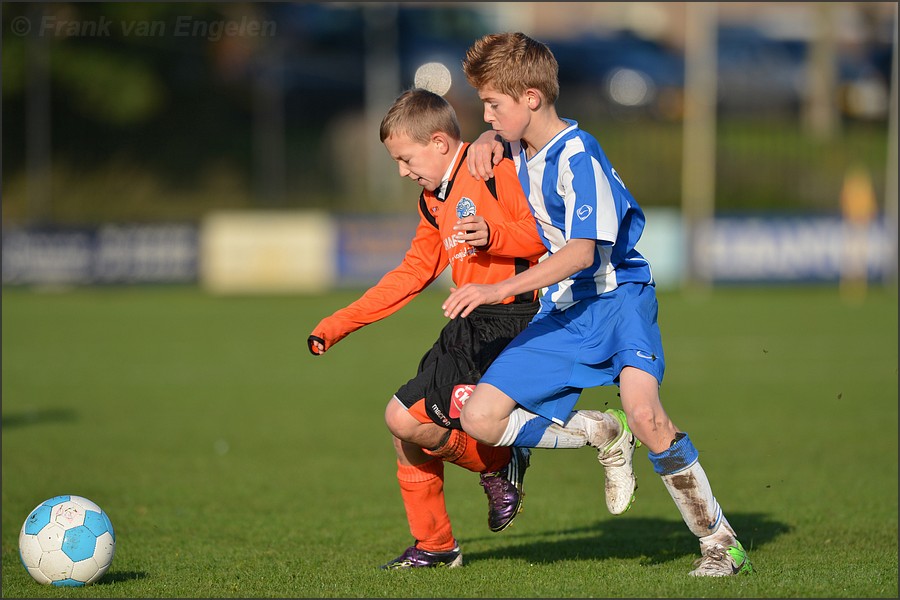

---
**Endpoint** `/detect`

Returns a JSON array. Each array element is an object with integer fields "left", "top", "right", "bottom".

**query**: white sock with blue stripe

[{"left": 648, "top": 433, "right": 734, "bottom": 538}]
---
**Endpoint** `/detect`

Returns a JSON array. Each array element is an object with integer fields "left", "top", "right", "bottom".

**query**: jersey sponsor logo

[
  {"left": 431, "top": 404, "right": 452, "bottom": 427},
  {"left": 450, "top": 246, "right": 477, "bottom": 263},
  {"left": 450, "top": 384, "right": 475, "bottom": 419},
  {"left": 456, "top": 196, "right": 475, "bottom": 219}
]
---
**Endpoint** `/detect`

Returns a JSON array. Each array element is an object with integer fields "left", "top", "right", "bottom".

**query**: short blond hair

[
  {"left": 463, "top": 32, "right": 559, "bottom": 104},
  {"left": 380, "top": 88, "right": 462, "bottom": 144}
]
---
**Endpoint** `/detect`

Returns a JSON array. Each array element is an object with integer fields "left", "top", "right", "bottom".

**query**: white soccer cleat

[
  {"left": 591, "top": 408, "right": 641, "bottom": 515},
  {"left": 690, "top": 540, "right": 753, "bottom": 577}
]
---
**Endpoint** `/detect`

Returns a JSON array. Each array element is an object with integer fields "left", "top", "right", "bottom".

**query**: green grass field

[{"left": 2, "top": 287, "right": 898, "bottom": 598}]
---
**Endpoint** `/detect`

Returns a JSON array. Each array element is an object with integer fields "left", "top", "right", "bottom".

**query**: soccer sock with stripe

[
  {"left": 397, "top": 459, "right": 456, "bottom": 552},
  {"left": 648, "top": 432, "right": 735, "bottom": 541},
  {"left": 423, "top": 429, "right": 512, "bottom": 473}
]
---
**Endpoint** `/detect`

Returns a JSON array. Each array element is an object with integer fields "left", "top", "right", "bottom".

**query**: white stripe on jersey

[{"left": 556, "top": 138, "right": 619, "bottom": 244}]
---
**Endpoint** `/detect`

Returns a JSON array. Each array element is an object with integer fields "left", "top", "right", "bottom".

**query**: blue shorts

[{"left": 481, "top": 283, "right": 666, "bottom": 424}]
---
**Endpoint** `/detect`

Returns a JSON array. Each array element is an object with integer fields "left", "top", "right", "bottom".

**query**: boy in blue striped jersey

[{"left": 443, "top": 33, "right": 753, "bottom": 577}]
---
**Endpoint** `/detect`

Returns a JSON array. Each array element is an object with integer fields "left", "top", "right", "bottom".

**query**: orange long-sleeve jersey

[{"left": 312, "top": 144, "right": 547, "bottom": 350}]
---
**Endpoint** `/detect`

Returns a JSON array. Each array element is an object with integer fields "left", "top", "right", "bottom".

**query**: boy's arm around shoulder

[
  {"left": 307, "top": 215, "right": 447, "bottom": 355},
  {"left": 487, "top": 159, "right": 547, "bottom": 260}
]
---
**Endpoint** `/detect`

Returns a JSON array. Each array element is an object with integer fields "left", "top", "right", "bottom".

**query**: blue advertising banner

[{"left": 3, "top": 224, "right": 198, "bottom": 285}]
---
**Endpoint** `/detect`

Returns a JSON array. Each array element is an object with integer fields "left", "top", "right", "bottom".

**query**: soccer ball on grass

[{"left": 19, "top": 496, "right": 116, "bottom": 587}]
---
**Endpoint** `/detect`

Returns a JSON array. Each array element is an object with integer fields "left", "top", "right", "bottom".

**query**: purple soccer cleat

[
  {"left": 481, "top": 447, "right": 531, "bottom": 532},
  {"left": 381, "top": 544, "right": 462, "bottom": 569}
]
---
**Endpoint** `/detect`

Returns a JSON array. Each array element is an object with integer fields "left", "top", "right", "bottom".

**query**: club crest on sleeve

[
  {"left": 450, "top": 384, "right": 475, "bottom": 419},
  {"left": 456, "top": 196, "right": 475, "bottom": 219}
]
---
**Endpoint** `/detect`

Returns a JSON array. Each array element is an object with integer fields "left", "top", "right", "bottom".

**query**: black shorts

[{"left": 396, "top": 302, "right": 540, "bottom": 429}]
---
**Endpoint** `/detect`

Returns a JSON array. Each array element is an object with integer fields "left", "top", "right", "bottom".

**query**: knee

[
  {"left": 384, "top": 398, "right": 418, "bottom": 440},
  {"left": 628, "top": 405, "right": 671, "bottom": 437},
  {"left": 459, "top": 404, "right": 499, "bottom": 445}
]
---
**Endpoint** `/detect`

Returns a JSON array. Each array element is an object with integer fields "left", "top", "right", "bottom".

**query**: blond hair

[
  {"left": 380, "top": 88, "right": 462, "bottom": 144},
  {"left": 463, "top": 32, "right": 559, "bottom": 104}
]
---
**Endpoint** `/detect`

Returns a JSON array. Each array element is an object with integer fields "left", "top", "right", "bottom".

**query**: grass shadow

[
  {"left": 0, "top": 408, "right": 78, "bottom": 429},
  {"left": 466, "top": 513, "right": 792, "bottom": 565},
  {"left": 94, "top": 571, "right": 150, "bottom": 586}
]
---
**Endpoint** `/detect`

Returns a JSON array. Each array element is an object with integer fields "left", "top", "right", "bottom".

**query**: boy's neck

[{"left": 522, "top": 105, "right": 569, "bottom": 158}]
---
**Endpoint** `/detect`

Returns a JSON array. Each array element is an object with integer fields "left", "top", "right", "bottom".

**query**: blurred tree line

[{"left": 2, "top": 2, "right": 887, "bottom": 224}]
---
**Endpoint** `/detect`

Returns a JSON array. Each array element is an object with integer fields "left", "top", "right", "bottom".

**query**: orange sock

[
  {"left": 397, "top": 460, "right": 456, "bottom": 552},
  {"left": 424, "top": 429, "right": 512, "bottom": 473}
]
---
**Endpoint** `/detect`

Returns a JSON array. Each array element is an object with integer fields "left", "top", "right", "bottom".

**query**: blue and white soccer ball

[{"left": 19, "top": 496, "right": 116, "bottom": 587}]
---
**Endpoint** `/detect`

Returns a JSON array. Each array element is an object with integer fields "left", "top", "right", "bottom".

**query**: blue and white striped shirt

•••••

### Exercise details
Count the lines in the data that contain the word "jersey". Give only the number.

### Response
4